## FRAGMENTO DADO
================================

Él dice que, cuando menos, como intérprete, podría valer, «pero –repite–, no encuentro trabajo», lo cual le lleva al estado en el que está: el de no tener nada, durmiendo por las noches en sa Placeta y, durante el día, desde la mañana a la noche, viviendo en la calle, «porque allí –se refiere a sa Placeta–, nada tienes que hacer, salvo asistir a unos cursillos que no sirven para nada. Por eso me vengo por aquí».

No tener techo marca

Alberto es consciente de que personas como él, que se pasan el día en un lugar como el que están ahora, «somos un problema para los vecinos, pero, ¿dónde vamos? Algunos son problemáticos, pero no todos. ¿Qué hacemos si no tenemos trabajo, ni nada que hacer, ni siquiera una habitación, lejos de centros de acogida, donde dormir?». Ese es el problema: no tener techo marca. Es la madre de todas las batallas y muchos, entre ellos Alberto –de momento– la tienen perdida.

«¿Usted cree que si los que mandan se dieran una vuelta por los centros de acogida que dependen de ellos, se darían cuenta de la realidad de los que viven ahí, en ellos?», le preguntamos. «Sí, de verdad que no estaría de más pasaran aunque solo fuera una noche en uno de esos centros… Se darían cuenta que no son lo que imaginan».

================================

[Entradas de datos recopiladas]
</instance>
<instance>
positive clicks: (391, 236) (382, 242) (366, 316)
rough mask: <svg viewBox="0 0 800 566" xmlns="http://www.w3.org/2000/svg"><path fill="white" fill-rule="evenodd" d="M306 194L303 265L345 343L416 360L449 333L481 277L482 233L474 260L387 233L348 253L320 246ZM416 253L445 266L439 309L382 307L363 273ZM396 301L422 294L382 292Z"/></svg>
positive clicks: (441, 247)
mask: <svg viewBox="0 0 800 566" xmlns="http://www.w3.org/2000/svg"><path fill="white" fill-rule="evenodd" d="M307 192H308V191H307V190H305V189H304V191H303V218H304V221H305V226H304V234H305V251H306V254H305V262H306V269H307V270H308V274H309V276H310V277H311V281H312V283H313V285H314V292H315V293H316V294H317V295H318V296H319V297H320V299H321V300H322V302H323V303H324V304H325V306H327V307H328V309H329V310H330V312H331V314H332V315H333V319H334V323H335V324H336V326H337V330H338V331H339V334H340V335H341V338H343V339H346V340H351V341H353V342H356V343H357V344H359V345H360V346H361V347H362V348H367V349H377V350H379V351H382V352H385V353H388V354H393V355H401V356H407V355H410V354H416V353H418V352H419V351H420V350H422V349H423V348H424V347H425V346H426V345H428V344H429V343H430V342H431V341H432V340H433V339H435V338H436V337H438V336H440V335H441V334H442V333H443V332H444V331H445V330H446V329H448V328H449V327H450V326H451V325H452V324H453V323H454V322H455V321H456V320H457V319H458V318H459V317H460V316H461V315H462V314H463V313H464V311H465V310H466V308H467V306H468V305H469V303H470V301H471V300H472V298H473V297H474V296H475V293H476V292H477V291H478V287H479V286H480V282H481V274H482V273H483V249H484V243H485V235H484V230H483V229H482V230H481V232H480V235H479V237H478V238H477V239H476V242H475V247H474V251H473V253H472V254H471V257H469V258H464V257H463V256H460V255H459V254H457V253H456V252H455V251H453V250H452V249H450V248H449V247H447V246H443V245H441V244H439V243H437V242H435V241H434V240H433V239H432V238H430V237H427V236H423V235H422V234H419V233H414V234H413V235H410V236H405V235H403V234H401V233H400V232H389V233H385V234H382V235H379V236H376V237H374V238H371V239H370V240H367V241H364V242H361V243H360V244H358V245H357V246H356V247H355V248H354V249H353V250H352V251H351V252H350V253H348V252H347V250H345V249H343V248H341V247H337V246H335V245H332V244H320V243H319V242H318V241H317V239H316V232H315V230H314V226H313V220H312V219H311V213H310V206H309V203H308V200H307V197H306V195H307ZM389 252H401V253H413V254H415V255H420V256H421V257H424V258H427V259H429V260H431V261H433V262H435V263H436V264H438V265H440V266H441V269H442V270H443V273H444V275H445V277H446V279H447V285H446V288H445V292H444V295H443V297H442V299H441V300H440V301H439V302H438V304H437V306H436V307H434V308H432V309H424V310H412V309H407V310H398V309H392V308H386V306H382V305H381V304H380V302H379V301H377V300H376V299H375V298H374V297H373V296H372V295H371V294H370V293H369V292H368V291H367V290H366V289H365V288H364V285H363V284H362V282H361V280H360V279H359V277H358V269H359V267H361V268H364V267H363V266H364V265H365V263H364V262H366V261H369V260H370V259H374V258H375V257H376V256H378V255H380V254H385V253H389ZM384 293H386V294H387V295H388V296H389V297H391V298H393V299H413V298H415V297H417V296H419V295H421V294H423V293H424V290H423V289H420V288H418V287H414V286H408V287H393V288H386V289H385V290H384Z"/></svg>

================================

## CON LA INFORMACIÓN
[a] En el fragmento sobre Alberto, ¿por qué pasa el día en la calle en lugar de quedarse en sa Placeta? Responde en una a tres oraciones.
[b] Prosigue el fragmento sobre Alberto a partir de su última oración.

## RESPUESTAS POR PUNTO
[a] Según Alberto, en sa Placeta no hay nada que hacer, salvo asistir a unos cursillos que, en su opinión, no sirven para nada. Por eso se va a la calle durante el día.

[b]
La droga acaba con cualquiera

La historia de Moriche es similar a la de Alberto. Era albañil, casado por la Iglesia con una mujer que le dio un hijo y dos nietos. Se separó. «Al morir ella y al quedarme solo, entré en depresión. Visité Son Banya y ahí se acabó. Se complicó todo. Y es que la droga termina con cualquiera. Encima, tiempo después, trabajando, me caí desde un quinto piso y si no me maté, fue por un milagro. El médico me dijo que no andaría más, pero se equivocó. Porque como ve, ando. Por esa caída cobro unos quinientos euros al mes, lo cual me obliga a vivir en la cárcel vieja, pues no me da para un piso. Hasta no hace mucho compartía mi vida con una mujer, pero nos separamos y ahora ella está con mi hermano. Pero somos buenos amigos». Según se dice, le comentamos, «les van a echar de la cárcel, pues van a construir».

«Sí, es lo que dicen, pero… ¿Dónde nos meten a nosotros? Porque no es justo que nos echen de allí y nos quedemos en la calle. Por tanto, ¿qué alternativa nos darán para que estemos bajo un techo? ¿Sabe? –prosigue tras meditar dos segundos– ¿Sabe lo que tendría que hacer el que manda?», se pregunta. «Pues no tirar la cárcel vieja y convertir cada dos celdas en una especie de casa: una celda como dormitorio y la otra como comedor y cocina. Y como son tantas, cabríamos muchos… Eso, desde luego, sería mejor que tirar la vieja cárcel para construir no sé qué, obligando a los que ahora vivimos allí a que nos quedamos en la calle… Y luego los políticos hablan de construir viviendas sociales… Por otra parte, si se preocupan por los que vienen en patera, a los que ayudan y buscan casa, ¿por qué no hacen lo mismo con los que vivimos en la calle, casi todos españoles?», incide.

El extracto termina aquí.